(Check your understanding)
a - Extract from the business outlook remarks the passage from "In the Defence" up to and including "bids as well.".
b - Answer these questions from the business outlook remarks:
(i) Which two government initiatives are named as opening up opportunities for replacing imported gearboxes?
(ii) In which segment does the business expect increased order booking from some critical segments?
(iii) Within what time frame does the Water business expect to get its awards?
c - Continue the business outlook remarks from where they stop.
** Page excerpt follows **
The Government of India's continuing thrust on Atmanirbhar Bharat and Make- in-India has directly opened up a plethora of opportunities for indigenisation of imported gearboxes, and we expect this to be a growth driver for both the industry as well as the aftermarket business and including defence as well.
In the Defence segment, the business expects increased order booking from some critical segments, and we have progressed quite a long way. Of course, during the course of the elections, there were a few orders that were finalised again, and we're anticipating that over the next few weeks and quarters, we will be able to get back to the solution, and there's a lot of business that is awarded where we are contending.
As far as the Water business outlook is concerned, we are placed very favourably in a variety of different bits, and we are expecting to get those awards in the next few weeks. So that's quite close and we are actually very positive about a few of those bids as well.
** End of Page excerpt **
** Data excerpts follows **
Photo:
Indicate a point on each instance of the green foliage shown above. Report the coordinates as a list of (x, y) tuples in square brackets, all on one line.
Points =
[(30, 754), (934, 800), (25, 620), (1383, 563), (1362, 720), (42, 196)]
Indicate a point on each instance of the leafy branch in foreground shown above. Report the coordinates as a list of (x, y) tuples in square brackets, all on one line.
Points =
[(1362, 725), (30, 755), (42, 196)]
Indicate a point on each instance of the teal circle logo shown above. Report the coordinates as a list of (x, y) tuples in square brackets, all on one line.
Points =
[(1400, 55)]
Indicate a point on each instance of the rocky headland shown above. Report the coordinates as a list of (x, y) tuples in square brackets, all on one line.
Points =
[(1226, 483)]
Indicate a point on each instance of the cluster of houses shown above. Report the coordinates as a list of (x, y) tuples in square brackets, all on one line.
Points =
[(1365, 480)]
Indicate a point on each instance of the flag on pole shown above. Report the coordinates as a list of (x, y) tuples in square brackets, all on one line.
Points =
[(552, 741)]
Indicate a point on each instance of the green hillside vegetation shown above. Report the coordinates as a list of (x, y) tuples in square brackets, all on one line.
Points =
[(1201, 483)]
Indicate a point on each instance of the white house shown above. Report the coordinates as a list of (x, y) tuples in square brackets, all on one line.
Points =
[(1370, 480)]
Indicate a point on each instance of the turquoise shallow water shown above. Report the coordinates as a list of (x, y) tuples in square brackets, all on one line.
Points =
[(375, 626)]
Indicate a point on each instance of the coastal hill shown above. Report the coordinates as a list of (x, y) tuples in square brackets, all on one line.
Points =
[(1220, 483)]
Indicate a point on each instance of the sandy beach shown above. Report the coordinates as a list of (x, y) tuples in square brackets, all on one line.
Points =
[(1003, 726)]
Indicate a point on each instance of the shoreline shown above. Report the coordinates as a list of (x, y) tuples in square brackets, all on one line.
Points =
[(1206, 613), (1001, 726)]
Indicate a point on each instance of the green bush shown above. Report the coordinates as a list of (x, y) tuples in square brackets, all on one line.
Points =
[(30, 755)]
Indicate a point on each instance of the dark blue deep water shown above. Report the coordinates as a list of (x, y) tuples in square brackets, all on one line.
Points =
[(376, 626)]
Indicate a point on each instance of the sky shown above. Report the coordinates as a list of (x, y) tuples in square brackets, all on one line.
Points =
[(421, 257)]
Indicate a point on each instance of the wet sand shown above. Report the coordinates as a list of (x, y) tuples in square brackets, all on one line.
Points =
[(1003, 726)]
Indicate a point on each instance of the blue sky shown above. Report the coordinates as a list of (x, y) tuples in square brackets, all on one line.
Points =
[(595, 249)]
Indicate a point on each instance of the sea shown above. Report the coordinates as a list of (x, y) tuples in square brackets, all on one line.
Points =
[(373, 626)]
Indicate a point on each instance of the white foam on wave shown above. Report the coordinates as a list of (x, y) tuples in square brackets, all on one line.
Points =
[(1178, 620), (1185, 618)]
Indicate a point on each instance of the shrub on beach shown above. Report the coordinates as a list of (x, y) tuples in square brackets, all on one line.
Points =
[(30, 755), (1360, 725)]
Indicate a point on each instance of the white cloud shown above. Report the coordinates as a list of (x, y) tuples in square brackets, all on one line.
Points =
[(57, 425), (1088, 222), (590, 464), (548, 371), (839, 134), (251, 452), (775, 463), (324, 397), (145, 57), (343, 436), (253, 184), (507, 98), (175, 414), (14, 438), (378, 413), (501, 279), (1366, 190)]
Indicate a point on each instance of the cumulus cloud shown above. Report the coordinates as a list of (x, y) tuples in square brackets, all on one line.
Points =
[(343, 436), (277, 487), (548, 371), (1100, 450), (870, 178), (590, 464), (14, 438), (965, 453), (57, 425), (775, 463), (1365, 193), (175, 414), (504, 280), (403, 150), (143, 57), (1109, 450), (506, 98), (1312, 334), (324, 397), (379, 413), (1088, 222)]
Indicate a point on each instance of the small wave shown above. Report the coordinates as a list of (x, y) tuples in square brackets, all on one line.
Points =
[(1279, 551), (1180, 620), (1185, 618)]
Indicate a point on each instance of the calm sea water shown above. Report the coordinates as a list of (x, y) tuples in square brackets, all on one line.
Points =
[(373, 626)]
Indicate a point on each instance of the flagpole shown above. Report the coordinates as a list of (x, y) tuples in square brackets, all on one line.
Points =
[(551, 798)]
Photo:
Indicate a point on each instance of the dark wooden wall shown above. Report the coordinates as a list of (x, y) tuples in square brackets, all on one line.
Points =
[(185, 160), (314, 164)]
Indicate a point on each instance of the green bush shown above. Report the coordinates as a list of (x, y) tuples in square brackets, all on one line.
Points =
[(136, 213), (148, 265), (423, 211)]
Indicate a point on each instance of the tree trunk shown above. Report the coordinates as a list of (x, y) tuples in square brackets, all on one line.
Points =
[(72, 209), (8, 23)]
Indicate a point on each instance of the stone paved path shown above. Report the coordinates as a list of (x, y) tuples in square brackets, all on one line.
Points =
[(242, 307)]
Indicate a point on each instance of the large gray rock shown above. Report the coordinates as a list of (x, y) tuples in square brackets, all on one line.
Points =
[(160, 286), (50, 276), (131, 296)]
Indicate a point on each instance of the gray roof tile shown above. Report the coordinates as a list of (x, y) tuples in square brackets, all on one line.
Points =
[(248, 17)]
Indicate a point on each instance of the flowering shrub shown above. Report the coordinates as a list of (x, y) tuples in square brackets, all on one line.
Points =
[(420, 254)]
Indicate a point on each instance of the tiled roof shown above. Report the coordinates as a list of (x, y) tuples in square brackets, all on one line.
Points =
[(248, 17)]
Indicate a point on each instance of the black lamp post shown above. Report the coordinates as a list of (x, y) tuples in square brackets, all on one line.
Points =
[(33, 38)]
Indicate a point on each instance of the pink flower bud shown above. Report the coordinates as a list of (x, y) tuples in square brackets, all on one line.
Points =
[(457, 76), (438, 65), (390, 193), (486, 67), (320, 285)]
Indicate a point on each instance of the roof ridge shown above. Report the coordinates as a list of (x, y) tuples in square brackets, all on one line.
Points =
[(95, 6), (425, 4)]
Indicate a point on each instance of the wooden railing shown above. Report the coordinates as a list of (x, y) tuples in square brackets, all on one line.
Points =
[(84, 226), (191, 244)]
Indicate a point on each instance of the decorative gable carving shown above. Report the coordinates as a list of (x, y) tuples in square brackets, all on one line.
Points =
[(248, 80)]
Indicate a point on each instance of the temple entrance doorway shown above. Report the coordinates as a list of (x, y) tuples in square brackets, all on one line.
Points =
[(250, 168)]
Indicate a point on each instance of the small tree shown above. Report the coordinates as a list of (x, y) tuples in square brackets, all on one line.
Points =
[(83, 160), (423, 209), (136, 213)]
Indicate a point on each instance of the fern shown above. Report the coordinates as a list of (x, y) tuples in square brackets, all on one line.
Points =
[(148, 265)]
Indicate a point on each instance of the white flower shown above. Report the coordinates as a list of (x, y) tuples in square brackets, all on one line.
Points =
** End of Data excerpts **
(Results for the exercise)
a -
In the Defence segment, the business expects increased order booking from some critical segments, and we have progressed quite a long way. Of course, during the course of the elections, there were a few orders that were finalised again, and we're anticipating that over the next few weeks and quarters, we will be able to get back to the solution, and there's a lot of business that is awarded where we are contending.
As far as the Water business outlook is concerned, we are placed very favourably in a variety of different bits, and we are expecting to get those awards in the next few weeks. So that's quite close and we are actually very positive about a few of those bids as well.

b -
(i) Atmanirbhar Bharat and Make-in-India.
(ii) The Defence segment.
(iii) In the next few weeks.

c -
From a longer-term perspective, given the significant gap between the demand and the current availability of water and wastewater treatment plants, the water sector, by and large has a very, very positive outlook in the nation. And not just in the nation, also internationally, we're seeing a lot more focus coming on water. And the Company continues to evaluate various international opportunities and intend to participate in several tenders for international projects.
Turning quickly to the Company's new subsidiary, SSEL - Sir Shadi Lal Enterprises Limited. During the quarter, the Company has further acquired 36.34% equity stake of SSEL on June 20th from the balance members of the Promoter group under the share purchase agreement. The Company now cumulatively holds 61.77% of the total shareholding of SSEL.
Consequently, the Company has become a subsidiary of Triveni and the Company in compliance with applicable laws has launched an open offer with the acquisition of 26% voting shares of SSEL, this was done on January 30, 2024, but that process is well underway. We have received SEBI approval, and we expect that open offer to conclude during the month of August 2024.
In terms of concluding remarks, I think we are very hopeful for a robust performance from the sugar sector this coming year and a robust performance of the distillery sector this coming year. Led by improvements in pricing, led by more availability of raw material on the sugar side, we're expecting great quantum for sugarcane. And then we have a very positive outlook on the Engineering businesses as well as I had mentioned, both gearboxes, defence as well as in the water and wastewater management.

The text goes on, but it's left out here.